- _To-do list_:
1. In the street-scene passage, what is the shop owner doing?
2. Reproduce the part of the street-scene passage that opens with the words containing "There’s a group of men" and closes with "of a mosque.".

- _Text passage_:
########################################
There’s a group of men at a nearby coffee shop laughing and smoking dressed in all black fake Nike and Adidas tracksuits.

 

There’s a woman with a bandage on her nose, a painted face and long blonde dyed hair staring at her phone as she walks right into me.

 

There’s an old woman with her daughter trying to figure out how to click the iphone camera as her daughter poses in front of a mosque.

 

There’s a group of kids yelling and throwing a ball. A crowd of teenagers just getting out of school. A shop owner cleaning off his front stoop with a garden hose.

 

People everywhere. People made in God’s image. People He died to save. People He adores.

 

I take a deep breath and silently pray, “Who, Lord?”

 

 


 

 

There’s an unspoken weight of life on the race that is hard to name and describe but most certainly can be empathized from anyone who has felt the call to share the gospel. There is no 9 to 5 limitation. There is no 5 year plan or goal setting that can be done. There is no end to the work set before us.

 

Just like the motto of the church we are currently sleeping in says, “Impact- everyone, everywhere, every time.”
########################################
- _Stored rows_:

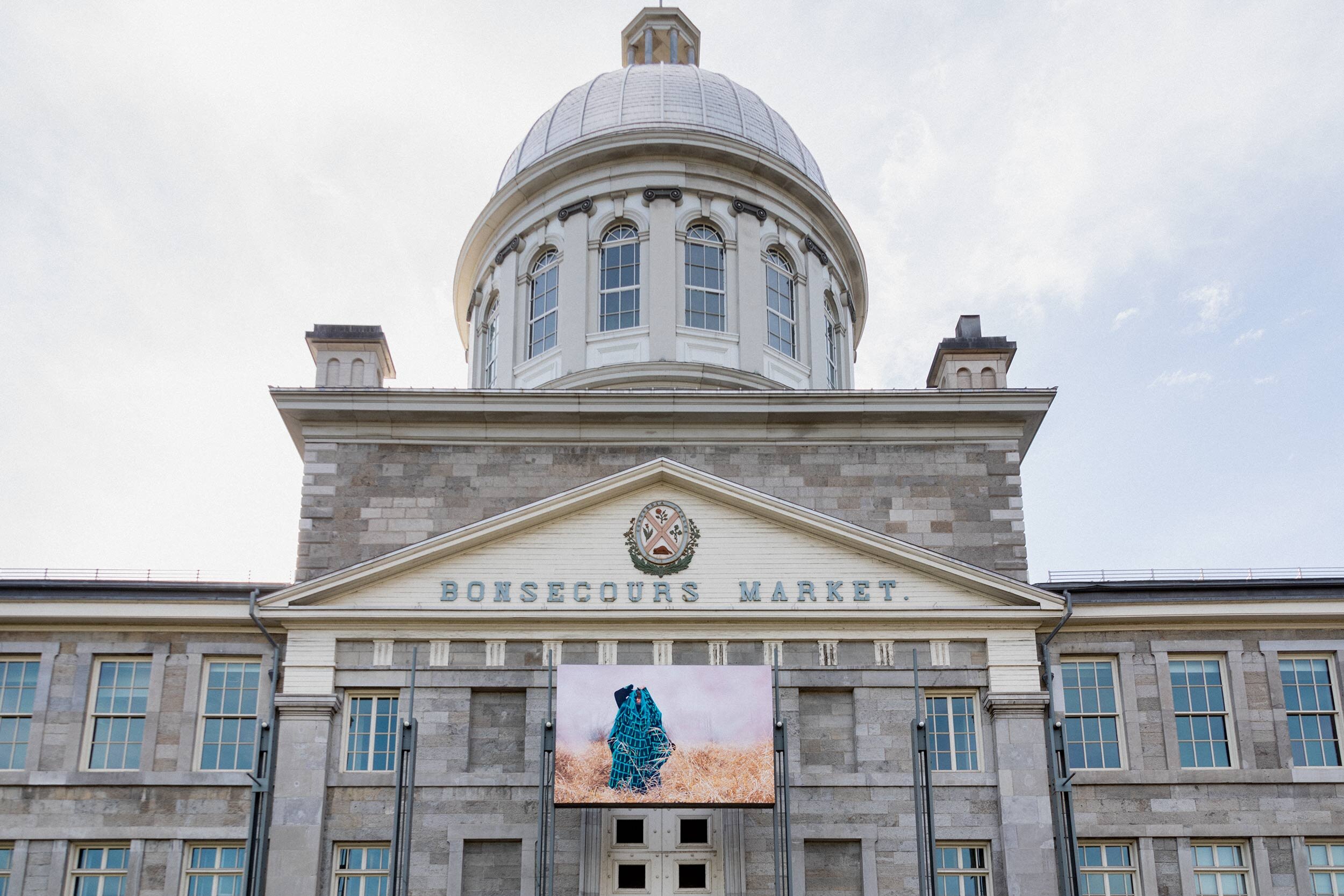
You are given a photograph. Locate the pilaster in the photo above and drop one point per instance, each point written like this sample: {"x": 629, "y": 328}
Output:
{"x": 1023, "y": 765}
{"x": 300, "y": 805}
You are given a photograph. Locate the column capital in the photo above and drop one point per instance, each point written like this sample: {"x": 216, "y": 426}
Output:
{"x": 308, "y": 706}
{"x": 1017, "y": 706}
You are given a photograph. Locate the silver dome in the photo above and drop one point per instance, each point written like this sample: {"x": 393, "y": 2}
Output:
{"x": 656, "y": 96}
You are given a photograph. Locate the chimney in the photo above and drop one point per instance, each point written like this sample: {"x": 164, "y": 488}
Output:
{"x": 969, "y": 361}
{"x": 350, "y": 356}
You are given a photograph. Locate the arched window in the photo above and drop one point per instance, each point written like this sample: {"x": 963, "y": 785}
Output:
{"x": 490, "y": 346}
{"x": 832, "y": 346}
{"x": 541, "y": 312}
{"x": 778, "y": 304}
{"x": 705, "y": 307}
{"x": 619, "y": 288}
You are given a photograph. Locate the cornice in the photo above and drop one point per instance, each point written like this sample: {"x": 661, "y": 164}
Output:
{"x": 612, "y": 417}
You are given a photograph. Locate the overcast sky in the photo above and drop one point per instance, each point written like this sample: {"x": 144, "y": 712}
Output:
{"x": 1147, "y": 197}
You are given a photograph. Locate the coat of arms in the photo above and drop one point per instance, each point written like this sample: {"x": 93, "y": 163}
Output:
{"x": 662, "y": 539}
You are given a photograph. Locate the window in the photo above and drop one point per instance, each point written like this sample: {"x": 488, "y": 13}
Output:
########################################
- _Solved problems_:
1. He is cleaning off his front stoop with a garden hose.

2.
There’s a group of men at a nearby coffee shop laughing and smoking dressed in all black fake Nike and Adidas tracksuits.

 

There’s a woman with a bandage on her nose, a painted face and long blonde dyed hair staring at her phone as she walks right into me.

 

There’s an old woman with her daughter trying to figure out how to click the iphone camera as her daughter poses in front of a mosque.